LUCINDA WILLIAMS – Essence
(Lost Highway / Universal )
Je voudrais ici éveiller l’attention de tous ceux qui ne connaissent pas Lucinda et qui ont un a priori fâcheux sur certains artistes dits de " country rock ", pour en avoir écouté des mauvais peut-être, et aussi parce que le genre n’est pas vraiment européen. Moi-même, il y a quelque temps, c’était " non merci ", mais j’ai retourné ma veste qui, je vous rassure, n’est pas indienne, ni à franges, et je ne porte pas de chapeau de cow-boy. Je n’ai aucune fascination particulière pour la country. Par contre, et c’est tout récent – et vive le net, je découvre derrière l’étiquette assez vendeuse outre-atlantique, une foule d’artistes captivants, maîtrisant l’art de donner des frissons d’émotion sur trois notes, régulièrement dotés d’une voix dont on ne peut plus se passer, et qui préfèreront toujours revenir à un bon vieux morceau traditionnel, inscrit dans la mémoire de la condition humaine, plutôt que de s’égarer dans les maladifs méandres de jeunes gens qui s’ennuient et nous le bâillent à longueur d’œuvres sans vie. Lucinda Williams est de ceux-là, à la différence qu’elle s’est élevée au delà du genre – qui a tendance à être puriste – par une forte personnalité (une sorte de Patti Smith enfantée par Emmylou Harris) et une élégance mélodique qui m’a personnellement rappelé les Only Ones, ce groupe au son si beau, circa 78-80…
Donc une chance particulière de plaire aux européens, ce qui s’est passé avec le chef-d’œuvre précédent, " Car Wheels On A Gravel Road ", sorti il y a deux ans, de façon assez discrète tout de même…Peut-être était-ce encore un peu trop country ? Mais si poignant ! Du niveau du " Tonight’s The Night " de Neil Young…en plus beau encore, notamment grâce à la voix ( ah !les voix, mes amis, tout est là ! ) de Lu ( c’est son croquant petit nom…), tour à tour griffeuse et tendre, douce et brisée. Une voix qui fait encore la différence sur ce nouveau disque, " Essence ", sorti en juin : moins énergique et varié que le précédent, il est néanmoins beau et attachant.

▶ [MATÉRIEL RECUEILLI]
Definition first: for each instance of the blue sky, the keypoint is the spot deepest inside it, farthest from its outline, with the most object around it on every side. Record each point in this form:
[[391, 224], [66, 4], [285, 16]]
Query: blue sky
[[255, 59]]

▶ [TÂCHES À RÉALISER]
1. Dans la chronique sur l'album « Essence », relevez tous les noms d'artistes ou de groupes autres que Lucinda Williams.
2. Prolongez la chronique sur l'album « Essence » de Lucinda Williams à partir de sa dernière phrase.
Le matériel recueilli est indépendant de la chronique.

▶ [RÉPONSES AUX TÂCHES]
1. Patti Smith, Emmylou Harris, les Only Ones, Neil Young

2.
La production est nette, intimiste et proche de nous. La voix de Lucinda effleure votre joue. Elle s’insinue dans votre cœur, toute de peine et de chagrin, mais languide et envoûtante. C’est très triste, mieux vaut ne pas aborder ce disque de façon linéaire : c’est une " essence " ( je ne crois pas que le titre soit un hasard ), une couleur, un état d’âme. Je lui trouve un charme immatériel, presque métaphysique, avec cette idée du " Flacon " de Baudelaire ( je vous invite à relire ce poème )…à moins que j’ai la berlue, à moins que je ne sois ensorcelé…
Lu, accompagnée par Bo Ramsey ( guitariste attitré de Greg Brown ) et le musicien-producteur Charlie Sexton sur les onze morceaux du disque, transcende toujours le même répertoire : des ballades folk ( " I Envy The Wind ", " Blue " ) ou country ( " Bus To Baton Rouge " ), des moments plus groovy et ambiants ( "Are You Down" ), un morceau-titre classique et inspiré auquel ont discrètement participé Ryan Adams ( à la guitare trémolo ) et Gary Louris (actuel leader des Jayhawks, ici dans les chœurs )… le tout dans une unité de ton, une cohérence émotionnelle qui ajoute à la qualité d’un album digne de ce nom. De " Lonely Girls " à " Broken Butterflies ", Lucinda confirme qu’elle est bien une des individualités les plus fortes et authentiques parmi les singer-songwriters d’aujourd’hui – en dehors de toute mode.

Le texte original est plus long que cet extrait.